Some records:

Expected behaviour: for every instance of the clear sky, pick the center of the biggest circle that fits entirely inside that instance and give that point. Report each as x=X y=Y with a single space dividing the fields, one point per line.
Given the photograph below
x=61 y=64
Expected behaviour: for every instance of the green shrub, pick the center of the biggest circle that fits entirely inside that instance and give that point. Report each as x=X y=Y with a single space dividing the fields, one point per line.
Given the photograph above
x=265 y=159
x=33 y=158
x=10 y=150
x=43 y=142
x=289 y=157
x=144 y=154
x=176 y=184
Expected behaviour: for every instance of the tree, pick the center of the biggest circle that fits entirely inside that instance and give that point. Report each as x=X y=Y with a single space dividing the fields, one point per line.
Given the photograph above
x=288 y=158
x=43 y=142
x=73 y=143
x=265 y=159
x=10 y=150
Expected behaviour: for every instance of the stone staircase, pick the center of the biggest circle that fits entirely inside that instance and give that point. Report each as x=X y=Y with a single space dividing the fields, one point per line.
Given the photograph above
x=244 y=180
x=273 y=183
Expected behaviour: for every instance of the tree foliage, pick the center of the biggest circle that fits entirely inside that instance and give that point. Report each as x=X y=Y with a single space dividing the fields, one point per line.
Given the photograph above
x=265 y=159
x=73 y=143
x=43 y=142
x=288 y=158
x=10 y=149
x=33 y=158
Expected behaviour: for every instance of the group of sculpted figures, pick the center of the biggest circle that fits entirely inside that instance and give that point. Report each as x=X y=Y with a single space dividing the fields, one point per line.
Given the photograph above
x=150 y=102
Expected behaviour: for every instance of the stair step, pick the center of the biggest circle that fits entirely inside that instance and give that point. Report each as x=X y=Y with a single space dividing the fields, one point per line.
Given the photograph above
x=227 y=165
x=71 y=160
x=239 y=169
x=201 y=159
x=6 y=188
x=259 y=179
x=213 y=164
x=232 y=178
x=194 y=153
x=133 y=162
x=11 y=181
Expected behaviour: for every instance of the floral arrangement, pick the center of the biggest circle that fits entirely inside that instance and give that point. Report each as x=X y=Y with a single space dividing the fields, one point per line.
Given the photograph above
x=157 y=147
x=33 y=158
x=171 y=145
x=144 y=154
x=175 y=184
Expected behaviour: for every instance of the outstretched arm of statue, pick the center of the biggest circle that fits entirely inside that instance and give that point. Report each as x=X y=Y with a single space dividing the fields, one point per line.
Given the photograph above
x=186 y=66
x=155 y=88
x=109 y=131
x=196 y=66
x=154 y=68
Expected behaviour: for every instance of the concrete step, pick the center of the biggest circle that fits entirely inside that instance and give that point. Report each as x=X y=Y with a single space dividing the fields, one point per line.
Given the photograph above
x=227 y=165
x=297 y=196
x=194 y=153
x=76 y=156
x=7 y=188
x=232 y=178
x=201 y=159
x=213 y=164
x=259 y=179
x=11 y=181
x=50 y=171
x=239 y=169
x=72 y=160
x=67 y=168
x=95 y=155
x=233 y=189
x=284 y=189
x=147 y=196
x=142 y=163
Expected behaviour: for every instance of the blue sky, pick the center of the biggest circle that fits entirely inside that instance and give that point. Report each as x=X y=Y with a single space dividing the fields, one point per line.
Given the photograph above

SET PROBLEM: Reproduce in full every one of the lines starting at the line containing "Expected behaviour: for every instance of the outstretched" and ending at the line containing "x=142 y=163", shifting each x and y coordinate up by 36.

TASK RESPONSE:
Expected behaviour: for every instance of the outstretched arm of statue, pick the center of the biggest circle that fits entirely inside that instance and give that point. Report each as x=X y=Y with a single space dividing the fields, one point per line.
Given the photograph above
x=222 y=102
x=191 y=124
x=145 y=167
x=232 y=102
x=190 y=104
Expected behaviour: for every instance of the concrete step, pick the center of the biggest circle that fits entirely inside that instance and give that point. Report each as x=X y=Y with a single space dividing the fields, one point per line.
Given the photograph above
x=263 y=201
x=333 y=232
x=230 y=189
x=112 y=192
x=43 y=224
x=268 y=214
x=237 y=195
x=249 y=200
x=295 y=215
x=47 y=217
x=86 y=207
x=275 y=205
x=108 y=196
x=103 y=204
x=131 y=191
x=269 y=225
x=320 y=225
x=183 y=232
x=178 y=199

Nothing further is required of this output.